■ **AIM OF THE TASK**
With the line containing "Target: chrome wheel" as the start and the line containing "point(128, 81)" as the end, transcribe that span of the entries below exactly, including both.
***** RECORD SET
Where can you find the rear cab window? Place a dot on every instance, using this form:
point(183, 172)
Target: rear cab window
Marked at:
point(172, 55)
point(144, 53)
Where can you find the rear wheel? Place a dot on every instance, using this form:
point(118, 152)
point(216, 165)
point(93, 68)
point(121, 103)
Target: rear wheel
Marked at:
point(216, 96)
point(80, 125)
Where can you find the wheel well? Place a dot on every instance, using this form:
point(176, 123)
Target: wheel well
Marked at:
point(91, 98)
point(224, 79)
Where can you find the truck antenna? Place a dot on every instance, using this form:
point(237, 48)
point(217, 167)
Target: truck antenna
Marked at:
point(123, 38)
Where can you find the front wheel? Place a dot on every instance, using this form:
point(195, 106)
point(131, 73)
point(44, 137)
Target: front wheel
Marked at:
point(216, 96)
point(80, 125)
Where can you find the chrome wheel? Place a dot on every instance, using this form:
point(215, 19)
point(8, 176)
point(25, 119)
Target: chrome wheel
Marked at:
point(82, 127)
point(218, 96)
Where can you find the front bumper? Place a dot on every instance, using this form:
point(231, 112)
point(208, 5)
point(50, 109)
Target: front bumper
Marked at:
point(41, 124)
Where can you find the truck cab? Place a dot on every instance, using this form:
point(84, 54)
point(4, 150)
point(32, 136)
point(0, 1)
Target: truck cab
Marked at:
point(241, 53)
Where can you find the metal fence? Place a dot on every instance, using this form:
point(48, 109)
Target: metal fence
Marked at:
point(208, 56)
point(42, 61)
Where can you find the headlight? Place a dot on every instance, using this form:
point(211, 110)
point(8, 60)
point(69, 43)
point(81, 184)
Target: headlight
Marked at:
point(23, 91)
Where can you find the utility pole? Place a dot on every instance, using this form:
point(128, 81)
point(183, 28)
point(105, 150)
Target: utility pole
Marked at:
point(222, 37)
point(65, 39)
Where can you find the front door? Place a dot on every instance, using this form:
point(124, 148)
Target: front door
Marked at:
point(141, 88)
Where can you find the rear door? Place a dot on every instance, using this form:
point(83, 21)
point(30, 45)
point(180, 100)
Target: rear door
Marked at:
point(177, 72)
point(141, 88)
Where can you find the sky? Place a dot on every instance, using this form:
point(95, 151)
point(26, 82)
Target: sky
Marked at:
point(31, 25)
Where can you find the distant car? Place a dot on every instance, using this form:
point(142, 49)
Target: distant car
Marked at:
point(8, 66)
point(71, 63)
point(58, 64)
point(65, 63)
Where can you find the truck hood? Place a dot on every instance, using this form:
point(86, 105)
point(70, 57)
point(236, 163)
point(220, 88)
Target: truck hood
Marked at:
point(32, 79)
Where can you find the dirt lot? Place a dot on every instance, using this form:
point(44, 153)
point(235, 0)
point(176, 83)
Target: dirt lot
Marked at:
**********
***** RECORD SET
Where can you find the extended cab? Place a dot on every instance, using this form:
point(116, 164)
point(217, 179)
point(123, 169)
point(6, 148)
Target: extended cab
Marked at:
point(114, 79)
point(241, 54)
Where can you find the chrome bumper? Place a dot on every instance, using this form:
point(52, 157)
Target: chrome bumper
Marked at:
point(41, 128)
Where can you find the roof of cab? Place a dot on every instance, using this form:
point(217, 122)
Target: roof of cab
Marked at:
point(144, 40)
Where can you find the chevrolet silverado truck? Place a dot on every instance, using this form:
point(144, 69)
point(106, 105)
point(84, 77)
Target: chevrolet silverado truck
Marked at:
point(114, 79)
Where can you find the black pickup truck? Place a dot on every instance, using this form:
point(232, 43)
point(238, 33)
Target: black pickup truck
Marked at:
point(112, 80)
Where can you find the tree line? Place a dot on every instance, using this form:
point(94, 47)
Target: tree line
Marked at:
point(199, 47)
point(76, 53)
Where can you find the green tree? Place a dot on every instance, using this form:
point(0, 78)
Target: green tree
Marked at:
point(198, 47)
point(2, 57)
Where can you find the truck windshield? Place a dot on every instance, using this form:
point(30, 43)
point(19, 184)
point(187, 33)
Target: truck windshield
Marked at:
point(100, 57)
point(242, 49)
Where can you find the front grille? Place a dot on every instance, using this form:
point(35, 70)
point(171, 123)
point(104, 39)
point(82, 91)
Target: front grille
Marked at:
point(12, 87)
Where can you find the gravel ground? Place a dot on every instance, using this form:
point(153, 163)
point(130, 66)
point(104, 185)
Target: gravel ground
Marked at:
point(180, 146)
**********
■ **FINISHED TASK**
Target: chrome wheel
Marked at:
point(82, 127)
point(218, 96)
Where can you find the front bumper? Place a dot on every instance, using this form:
point(231, 112)
point(208, 5)
point(50, 109)
Target: front bumper
Marked at:
point(41, 124)
Where can you find the truck cab? Place a dot on every instance, using this form:
point(84, 54)
point(4, 150)
point(32, 136)
point(0, 1)
Target: truck cab
Marked at:
point(241, 53)
Where can you find the metal fence? Place a dot on every instance, using this form:
point(48, 109)
Target: metal fence
Marked at:
point(208, 56)
point(42, 61)
Where can you find the headlight? Place a dot on every instance, using this form:
point(211, 110)
point(8, 60)
point(69, 43)
point(81, 184)
Target: headlight
Marked at:
point(23, 91)
Where can you find the utility pole? Place a dot on every instance, using this form:
point(128, 81)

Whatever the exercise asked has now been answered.